**Document segment:**
◆ ◆ ◆ ◆
Singapore banks will reward investors with higher payouts from better-than-expected earnings, just a week after the central bank lifted restrictions on dividends. (PHOTO: REUTERS/Edgar Su)

By Chanyaporn Chanjaroen

(Bloomberg) — Singapore banks will reward investors with higher payouts from better-than-expected earnings, just a week after the central bank lifted restrictions on dividends, marking a nascent recovery from one of their most turbulent years.

All of the city state’s top banks — DBS Group Holdings Ltd., United Overseas Bank Ltd. and Oversea-Chinese Banking Corp. — said they would increase dividends by an average of 15 cents per share after second-quarter profit jumped, mainly driven by lower provisions for bad loans.

DBS rounded up earnings on Thursday with a 37% rise in profit and the promise of a 33 cents per share payout. The results mark the banks’ second quarter of profit following their first annual loss since 2016 when the pandemic hit commercial lenders, and brought industries from tourism to aviation to their knees. Both UOB and DBS chiefs this week struck an upbeat tone, saying they expect business momentum to pick up.

The higher dividends are “definitely more than enough to keep investors happy and that’s all reflected in their respective share price,” said Jin Rui Oh, an analyst at Mariana UFP LLP in Singapore. “This coming off MAS lifting the dividend cap is mostly indicative that the worst is over for now.”

Easing Rules

Regulators are taking the shackles off rules that required banks to keep money aside when the pandemic engulfed the world last year, allowing them to hand cash back to shareholders. Singapore’s easing of rules follow plans by major U.S. banks to raise dividends after they amassed cash piles that easily meet regulatory requirements. HSBC Holdings Plc this week said it’s speeding up its payout plans, while Standard Chartered Plc will resume interim dividends.


2Q net income

June 2021 Dividend

June 2020 Dividend


+37% at S$1.7 billion

33 cents

18 cents


+59% at S$1.16 billion

25 cents

15.9 cents


+43% at S$1 billion

60 cents

39 cents

The Monetary Authority of Singapore last month said it wouldn’t extend restrictions on dividends from local banks after asking lenders last summer to cap their 2020 dividends at 60% of 2019 levels to maintain lending to support the economy during the pandemic. The regulator called the request a preemptive measure, as stress tests had shown that local banks remain resilient even in adverse scenarios.
◆ ◆ ◆ ◆
[Saved data entries]

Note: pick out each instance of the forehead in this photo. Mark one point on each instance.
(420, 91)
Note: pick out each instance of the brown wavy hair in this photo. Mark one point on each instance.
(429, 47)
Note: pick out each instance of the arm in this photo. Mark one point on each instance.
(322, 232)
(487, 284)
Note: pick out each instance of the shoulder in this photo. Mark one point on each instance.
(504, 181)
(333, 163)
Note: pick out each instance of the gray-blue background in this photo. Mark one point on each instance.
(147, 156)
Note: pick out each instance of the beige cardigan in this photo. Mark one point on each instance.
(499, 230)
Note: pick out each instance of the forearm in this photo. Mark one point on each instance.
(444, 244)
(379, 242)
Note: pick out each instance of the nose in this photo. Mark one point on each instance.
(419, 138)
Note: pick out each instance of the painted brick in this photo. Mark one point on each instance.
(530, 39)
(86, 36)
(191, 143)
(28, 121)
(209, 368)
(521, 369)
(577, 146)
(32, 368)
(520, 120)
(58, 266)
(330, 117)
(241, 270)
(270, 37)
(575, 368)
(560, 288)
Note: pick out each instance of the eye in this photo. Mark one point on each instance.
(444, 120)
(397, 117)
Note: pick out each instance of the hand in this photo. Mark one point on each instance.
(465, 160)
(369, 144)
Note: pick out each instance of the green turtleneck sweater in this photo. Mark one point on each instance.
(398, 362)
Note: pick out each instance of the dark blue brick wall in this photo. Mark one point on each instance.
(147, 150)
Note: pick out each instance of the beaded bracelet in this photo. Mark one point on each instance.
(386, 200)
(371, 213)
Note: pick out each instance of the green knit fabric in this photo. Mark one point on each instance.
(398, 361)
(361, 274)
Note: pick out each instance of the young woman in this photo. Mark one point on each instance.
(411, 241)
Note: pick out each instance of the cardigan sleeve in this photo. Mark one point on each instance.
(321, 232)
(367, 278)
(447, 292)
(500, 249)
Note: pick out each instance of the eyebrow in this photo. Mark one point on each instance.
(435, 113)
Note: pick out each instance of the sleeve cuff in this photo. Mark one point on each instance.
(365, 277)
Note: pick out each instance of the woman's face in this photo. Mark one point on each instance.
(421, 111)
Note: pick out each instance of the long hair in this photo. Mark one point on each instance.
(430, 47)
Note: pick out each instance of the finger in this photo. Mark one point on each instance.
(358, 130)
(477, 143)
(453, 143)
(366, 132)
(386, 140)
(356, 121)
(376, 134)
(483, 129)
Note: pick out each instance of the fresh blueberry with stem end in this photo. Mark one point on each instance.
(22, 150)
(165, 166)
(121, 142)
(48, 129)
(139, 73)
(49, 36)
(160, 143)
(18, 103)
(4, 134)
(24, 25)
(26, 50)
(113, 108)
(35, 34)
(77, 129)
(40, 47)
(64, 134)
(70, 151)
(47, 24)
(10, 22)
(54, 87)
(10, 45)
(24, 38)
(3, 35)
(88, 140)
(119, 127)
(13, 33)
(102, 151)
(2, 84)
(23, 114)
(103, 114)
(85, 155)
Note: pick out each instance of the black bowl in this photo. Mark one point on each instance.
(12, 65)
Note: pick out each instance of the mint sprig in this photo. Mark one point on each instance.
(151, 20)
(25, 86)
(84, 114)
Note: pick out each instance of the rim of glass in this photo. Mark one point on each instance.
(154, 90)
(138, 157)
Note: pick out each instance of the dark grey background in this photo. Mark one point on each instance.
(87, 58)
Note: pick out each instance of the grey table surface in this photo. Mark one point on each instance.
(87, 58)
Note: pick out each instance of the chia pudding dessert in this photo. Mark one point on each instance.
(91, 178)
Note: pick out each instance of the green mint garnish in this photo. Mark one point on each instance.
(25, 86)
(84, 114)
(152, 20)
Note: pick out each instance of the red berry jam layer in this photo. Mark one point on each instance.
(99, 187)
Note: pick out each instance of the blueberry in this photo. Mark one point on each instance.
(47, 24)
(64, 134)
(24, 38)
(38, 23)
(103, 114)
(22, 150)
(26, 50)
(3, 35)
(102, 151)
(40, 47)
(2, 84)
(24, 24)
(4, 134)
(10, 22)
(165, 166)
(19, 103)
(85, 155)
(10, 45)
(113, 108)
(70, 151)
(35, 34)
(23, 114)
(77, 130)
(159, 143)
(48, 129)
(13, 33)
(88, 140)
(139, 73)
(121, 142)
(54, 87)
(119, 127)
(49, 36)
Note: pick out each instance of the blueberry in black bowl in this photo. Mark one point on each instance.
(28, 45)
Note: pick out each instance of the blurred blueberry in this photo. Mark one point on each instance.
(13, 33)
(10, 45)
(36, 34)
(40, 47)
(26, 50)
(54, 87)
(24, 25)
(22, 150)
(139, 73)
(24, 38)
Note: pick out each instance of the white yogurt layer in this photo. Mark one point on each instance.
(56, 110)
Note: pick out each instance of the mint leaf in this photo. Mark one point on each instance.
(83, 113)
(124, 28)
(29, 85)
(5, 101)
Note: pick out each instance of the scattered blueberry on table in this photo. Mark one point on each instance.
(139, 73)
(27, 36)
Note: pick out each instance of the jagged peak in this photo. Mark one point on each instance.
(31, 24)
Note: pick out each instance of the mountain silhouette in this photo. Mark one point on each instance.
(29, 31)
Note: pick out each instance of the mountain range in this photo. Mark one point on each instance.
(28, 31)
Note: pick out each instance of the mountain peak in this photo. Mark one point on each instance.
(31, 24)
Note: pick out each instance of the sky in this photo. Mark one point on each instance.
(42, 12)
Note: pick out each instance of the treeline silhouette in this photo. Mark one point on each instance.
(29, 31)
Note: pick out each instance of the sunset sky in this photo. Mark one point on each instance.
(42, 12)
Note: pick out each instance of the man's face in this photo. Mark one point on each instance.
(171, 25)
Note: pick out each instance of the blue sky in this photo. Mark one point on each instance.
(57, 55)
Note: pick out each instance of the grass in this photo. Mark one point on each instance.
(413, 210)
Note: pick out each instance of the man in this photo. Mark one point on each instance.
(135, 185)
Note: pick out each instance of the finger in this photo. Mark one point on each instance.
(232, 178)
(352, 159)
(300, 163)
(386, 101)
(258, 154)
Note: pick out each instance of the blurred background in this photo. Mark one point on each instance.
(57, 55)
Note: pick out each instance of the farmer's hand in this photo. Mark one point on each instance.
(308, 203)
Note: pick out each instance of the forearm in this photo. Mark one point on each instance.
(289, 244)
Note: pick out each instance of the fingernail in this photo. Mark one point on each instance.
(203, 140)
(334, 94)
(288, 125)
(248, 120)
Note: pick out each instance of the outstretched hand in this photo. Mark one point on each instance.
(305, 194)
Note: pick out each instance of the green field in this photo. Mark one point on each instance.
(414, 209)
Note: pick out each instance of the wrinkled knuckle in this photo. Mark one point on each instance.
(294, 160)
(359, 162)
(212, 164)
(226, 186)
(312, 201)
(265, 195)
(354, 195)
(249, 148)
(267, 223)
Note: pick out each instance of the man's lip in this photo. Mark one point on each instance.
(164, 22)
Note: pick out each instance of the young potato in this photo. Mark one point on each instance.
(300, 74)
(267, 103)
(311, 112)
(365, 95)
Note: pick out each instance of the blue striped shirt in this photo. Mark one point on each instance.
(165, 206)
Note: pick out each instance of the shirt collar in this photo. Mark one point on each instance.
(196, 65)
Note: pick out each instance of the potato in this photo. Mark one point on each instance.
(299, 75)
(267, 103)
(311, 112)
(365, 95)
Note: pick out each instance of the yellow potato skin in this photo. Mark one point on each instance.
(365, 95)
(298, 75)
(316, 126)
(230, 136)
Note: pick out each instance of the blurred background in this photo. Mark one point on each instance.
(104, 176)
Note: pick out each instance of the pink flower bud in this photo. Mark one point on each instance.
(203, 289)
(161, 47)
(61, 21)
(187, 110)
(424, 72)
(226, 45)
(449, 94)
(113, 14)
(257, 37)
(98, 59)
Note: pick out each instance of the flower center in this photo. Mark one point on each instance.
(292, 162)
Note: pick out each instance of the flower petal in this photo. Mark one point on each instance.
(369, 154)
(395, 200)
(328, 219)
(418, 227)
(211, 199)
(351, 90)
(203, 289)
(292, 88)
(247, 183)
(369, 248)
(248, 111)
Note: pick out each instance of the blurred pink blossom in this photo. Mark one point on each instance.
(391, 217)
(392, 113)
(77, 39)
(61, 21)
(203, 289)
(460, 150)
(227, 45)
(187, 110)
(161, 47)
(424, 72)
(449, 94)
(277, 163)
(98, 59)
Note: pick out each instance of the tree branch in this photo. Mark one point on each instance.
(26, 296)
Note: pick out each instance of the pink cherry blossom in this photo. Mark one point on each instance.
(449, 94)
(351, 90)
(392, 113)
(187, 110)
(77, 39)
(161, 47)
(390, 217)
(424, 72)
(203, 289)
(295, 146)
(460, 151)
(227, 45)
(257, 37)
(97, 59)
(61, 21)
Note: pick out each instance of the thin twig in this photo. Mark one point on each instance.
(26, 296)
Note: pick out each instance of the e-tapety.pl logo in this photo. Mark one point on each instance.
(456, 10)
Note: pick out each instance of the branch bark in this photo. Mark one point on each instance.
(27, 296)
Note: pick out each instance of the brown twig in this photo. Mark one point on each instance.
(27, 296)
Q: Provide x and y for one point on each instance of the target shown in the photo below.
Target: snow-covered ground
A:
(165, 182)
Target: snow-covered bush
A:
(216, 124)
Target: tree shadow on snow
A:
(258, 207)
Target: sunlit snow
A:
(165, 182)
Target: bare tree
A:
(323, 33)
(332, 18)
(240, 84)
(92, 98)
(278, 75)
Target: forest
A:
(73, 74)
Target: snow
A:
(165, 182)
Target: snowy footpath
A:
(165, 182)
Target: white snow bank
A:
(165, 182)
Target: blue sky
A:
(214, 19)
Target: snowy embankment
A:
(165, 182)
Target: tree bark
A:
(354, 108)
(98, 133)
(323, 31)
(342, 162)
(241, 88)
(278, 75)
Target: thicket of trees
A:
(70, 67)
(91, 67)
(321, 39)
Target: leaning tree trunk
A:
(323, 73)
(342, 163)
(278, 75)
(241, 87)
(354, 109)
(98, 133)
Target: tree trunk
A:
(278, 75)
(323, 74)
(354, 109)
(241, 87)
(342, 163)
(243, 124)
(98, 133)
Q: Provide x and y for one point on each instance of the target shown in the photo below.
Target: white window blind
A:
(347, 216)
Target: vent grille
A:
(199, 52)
◆ ◆ ◆ ◆
**Exercise requirements:**
1. Please answer these questions from the article on Singapore bank dividends:
(a) Which three banks are named as the city state's top banks?
(b) By what percentage did DBS profit rise, and what payout per share did it promise?
(c) What cap did the Monetary Authority of Singapore ask local banks to place on their 2020 dividends?
2. Carry on the article about Singapore bank dividends from its last sentence.

**Answers by item number:**
1.
(a) DBS Group Holdings Ltd., United Overseas Bank Ltd. and Oversea-Chinese Banking Corp.
(b) Profit rose 37%, with a promised payout of 33 cents per share.
(c) 60% of 2019 levels.

2.
Singapore banks have rallied this year, beating the Bloomberg Asia-Pacific Banks Index, reflecting optimism that lenders are emerging from the country’s worst economic contraction in decades. DBS, Southeast Asia’s largest bank, has gained 23% so far this year, while UOB and OCBC have advanced 17% and 24% respectively. Shares in DBS gained as much as 1.2% on Thursday.

“We think these lenders are on track to achieve our forecasted annualised ROE of 10-12% for fiscal 2021 as business transactions and loan growth rebound this year, amid resilient market-driven related income and materially lower provision cost.” — Bloomberg Intelligence Analyst Rena Kwok

Banks in the city state have maintained strong capital adequacy ratios despite higher levels of provisioning during the pandemic. Unlike global rivals, lenders largely maintained these higher levels of allowances for bad debts in the second quarter, instead of announcing write backs like Standard Chartered.

All three lenders “have had outstanding results, and boosting dividends is a vote of confidence,” said Joel Ng, head of research at KGI Securities (Singapore) Pte. “Given their outperformance in earnings, NPLs and loan growth,” Ng expects banks to increase dividends further.

Still, any possible asset quality deterioration may only surface in the second quarter of 2022, as various extended targeted measures across the regions expire at the end of this year, according to Bloomberg Intelligence analyst Rena Kwok. “The banks’ guidance on asset quality in the Southeast Asian region may be critical to any earnings upside surprise in the second half of this year,” she said.

Dividend payouts may remain flat through 2021 and only recover to pre-pandemic levels in 2022, according to Bloomberg’s dividend-forecasting model.

© 2021 Bloomberg L.P.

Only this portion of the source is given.